"""
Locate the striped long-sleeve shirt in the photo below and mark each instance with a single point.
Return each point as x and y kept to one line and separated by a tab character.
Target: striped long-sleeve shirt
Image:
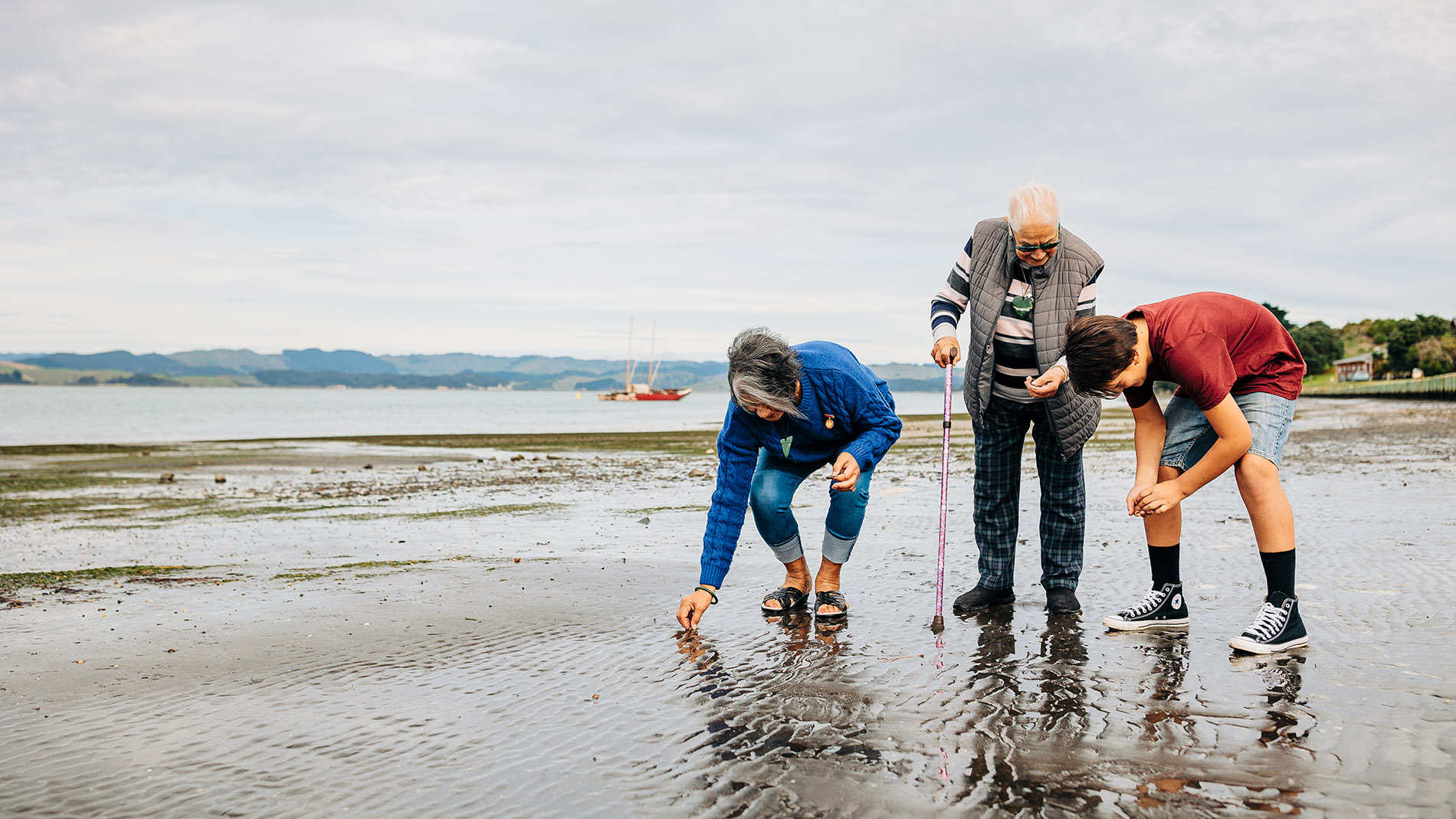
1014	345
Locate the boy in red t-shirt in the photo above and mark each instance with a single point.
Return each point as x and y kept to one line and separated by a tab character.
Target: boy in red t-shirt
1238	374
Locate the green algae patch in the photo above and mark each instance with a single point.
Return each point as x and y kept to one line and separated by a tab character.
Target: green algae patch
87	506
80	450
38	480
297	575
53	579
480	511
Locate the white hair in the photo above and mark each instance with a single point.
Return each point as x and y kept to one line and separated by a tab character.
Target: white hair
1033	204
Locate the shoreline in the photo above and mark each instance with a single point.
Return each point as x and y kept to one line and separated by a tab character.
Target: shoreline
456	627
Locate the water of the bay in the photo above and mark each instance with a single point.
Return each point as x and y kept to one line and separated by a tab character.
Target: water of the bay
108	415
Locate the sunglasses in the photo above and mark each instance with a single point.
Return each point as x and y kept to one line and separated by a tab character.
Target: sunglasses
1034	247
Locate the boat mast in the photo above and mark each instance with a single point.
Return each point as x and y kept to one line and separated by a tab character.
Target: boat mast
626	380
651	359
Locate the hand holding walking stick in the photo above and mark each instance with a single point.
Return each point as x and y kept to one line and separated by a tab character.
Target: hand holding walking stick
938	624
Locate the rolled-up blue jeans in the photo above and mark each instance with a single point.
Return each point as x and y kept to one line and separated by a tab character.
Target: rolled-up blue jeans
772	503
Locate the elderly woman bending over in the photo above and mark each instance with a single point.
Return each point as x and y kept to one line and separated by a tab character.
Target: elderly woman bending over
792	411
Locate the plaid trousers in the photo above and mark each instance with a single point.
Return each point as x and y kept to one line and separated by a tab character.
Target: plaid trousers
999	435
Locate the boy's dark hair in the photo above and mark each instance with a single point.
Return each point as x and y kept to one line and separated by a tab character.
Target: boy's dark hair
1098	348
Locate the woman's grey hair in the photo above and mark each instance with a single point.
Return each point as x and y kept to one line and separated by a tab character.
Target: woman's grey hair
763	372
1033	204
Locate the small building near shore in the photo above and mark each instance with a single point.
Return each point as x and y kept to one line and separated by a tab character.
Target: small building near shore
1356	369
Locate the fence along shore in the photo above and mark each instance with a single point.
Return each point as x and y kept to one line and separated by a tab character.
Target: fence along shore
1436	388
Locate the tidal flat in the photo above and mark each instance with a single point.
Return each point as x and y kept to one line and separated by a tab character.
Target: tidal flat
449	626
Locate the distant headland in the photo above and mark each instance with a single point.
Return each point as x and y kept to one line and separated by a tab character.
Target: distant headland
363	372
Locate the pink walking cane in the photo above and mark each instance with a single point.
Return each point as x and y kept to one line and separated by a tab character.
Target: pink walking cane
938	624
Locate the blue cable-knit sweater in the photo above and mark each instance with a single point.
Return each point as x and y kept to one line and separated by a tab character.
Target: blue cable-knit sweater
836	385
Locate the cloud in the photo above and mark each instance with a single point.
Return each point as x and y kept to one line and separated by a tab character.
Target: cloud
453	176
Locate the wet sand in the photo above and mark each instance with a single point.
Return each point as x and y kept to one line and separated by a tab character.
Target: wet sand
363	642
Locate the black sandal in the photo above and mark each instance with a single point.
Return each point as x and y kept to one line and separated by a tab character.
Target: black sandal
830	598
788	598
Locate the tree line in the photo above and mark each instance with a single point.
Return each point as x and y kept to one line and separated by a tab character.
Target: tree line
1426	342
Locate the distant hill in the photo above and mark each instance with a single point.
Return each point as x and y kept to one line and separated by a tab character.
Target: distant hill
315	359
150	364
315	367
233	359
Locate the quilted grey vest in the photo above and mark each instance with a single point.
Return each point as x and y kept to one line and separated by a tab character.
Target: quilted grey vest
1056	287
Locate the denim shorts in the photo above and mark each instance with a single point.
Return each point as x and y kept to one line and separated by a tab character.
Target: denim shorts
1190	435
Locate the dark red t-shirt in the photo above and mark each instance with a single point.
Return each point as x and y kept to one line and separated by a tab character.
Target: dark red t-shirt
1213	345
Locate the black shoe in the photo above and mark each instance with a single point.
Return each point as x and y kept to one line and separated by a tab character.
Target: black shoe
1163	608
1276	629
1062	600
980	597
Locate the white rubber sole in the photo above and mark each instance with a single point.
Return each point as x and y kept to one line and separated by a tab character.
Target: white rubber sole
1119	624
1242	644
"""
"""
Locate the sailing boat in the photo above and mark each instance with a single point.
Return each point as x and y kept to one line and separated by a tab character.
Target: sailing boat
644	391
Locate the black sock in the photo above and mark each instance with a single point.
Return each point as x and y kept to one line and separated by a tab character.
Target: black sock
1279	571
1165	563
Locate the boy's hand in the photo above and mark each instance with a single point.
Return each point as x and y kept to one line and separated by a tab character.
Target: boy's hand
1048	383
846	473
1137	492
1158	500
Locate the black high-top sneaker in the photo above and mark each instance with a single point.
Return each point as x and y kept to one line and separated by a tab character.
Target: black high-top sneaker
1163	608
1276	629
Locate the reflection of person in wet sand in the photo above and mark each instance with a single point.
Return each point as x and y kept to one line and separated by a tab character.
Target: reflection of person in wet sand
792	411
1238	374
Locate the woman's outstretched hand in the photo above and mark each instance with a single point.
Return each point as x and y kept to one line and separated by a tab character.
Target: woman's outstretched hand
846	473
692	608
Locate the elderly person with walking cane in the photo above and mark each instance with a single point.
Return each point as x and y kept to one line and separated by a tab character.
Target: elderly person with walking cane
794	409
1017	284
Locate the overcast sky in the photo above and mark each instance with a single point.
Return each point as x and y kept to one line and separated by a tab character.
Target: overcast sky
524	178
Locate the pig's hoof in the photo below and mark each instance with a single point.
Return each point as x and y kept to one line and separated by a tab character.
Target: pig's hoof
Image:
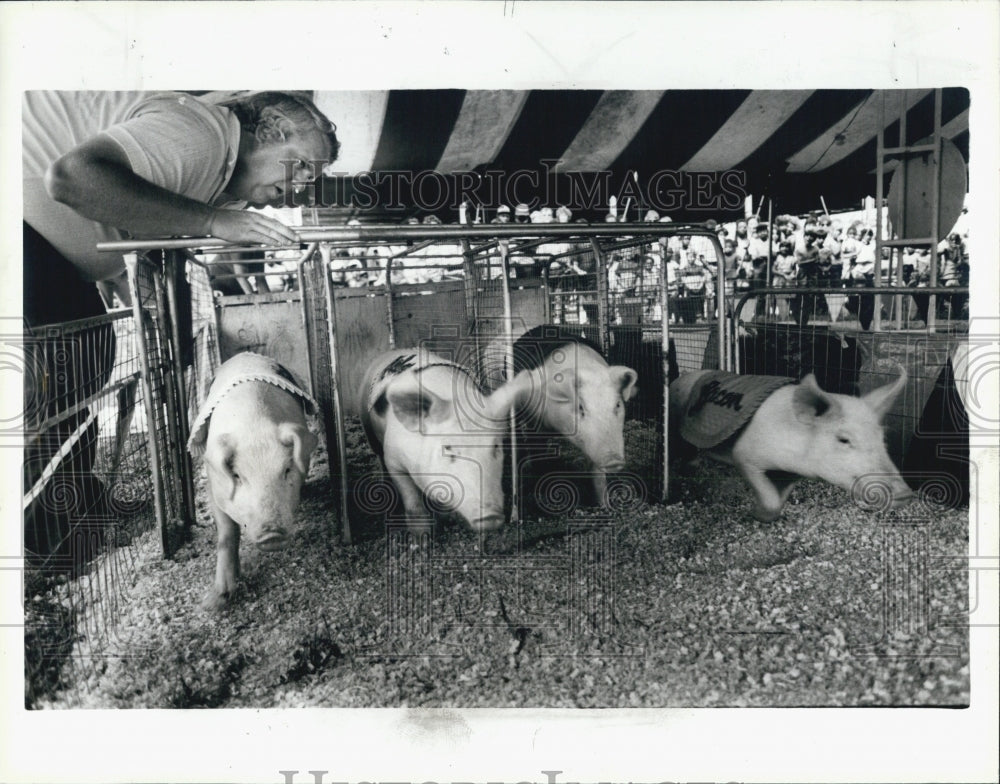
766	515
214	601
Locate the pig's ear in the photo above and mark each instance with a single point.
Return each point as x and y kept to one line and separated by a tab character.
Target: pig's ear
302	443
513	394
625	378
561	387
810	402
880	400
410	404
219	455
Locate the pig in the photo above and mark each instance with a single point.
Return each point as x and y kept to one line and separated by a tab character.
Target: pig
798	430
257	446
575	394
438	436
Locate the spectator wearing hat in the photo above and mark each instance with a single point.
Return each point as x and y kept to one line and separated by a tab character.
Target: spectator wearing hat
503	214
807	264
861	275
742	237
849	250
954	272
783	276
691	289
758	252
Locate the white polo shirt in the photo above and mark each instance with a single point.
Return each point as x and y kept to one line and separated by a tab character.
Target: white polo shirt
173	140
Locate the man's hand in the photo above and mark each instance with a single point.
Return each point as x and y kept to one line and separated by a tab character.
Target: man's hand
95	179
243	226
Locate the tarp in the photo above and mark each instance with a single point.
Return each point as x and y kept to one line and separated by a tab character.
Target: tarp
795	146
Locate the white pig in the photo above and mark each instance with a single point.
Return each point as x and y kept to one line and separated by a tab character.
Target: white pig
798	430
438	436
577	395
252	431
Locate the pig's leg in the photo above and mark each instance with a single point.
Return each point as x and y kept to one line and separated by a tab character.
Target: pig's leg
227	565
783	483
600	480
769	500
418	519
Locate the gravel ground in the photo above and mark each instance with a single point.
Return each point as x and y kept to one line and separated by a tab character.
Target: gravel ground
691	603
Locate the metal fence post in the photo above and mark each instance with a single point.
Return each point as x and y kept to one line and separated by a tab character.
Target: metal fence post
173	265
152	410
"""
"""
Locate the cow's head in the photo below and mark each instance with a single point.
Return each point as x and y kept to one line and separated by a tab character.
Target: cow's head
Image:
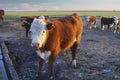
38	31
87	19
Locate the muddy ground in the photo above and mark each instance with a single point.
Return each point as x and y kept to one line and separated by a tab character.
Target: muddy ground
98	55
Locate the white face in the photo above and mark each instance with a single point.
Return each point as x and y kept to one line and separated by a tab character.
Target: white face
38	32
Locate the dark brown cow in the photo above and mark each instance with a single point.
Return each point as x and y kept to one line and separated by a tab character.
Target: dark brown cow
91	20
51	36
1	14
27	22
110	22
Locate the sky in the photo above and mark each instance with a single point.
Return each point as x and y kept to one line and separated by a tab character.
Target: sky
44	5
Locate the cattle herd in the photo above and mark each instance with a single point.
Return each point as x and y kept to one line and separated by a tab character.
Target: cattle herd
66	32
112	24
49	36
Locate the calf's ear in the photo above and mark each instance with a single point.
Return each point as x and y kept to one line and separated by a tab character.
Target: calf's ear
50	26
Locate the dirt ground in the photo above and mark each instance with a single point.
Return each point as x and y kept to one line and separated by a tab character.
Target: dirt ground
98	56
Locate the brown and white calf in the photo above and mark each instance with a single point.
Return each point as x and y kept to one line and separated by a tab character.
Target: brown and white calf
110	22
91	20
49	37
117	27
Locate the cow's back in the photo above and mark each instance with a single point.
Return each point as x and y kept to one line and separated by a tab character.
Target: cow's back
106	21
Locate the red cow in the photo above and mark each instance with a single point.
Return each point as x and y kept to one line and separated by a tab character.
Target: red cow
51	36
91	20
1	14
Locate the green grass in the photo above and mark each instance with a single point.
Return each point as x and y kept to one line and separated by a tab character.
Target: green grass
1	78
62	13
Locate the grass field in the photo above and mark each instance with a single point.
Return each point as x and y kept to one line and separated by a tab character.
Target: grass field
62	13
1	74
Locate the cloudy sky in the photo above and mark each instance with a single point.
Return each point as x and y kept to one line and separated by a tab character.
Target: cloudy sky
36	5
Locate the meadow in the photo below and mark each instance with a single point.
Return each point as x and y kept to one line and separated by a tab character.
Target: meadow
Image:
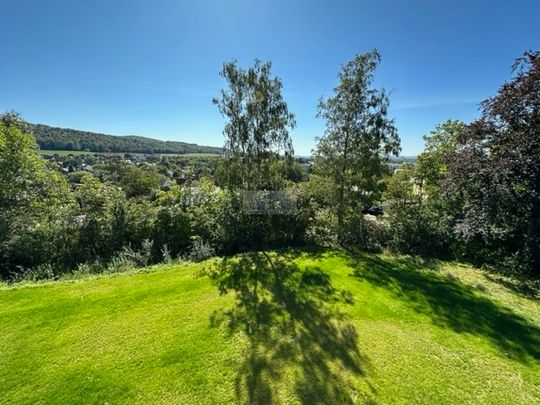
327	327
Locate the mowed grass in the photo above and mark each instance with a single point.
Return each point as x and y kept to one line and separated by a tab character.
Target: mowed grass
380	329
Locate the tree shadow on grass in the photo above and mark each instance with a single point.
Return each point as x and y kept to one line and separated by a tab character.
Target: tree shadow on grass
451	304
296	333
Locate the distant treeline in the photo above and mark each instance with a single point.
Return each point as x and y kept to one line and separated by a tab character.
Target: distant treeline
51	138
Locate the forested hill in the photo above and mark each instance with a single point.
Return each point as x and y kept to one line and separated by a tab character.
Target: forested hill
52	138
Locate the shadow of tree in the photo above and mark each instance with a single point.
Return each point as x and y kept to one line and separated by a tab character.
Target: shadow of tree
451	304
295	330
"""
### AIM OF THE EXERCISE
Above are the records; report each line in them that includes the word "meadow".

### REPLY
Locate the meadow in the photo below and mark each instance with a single point.
Target: meadow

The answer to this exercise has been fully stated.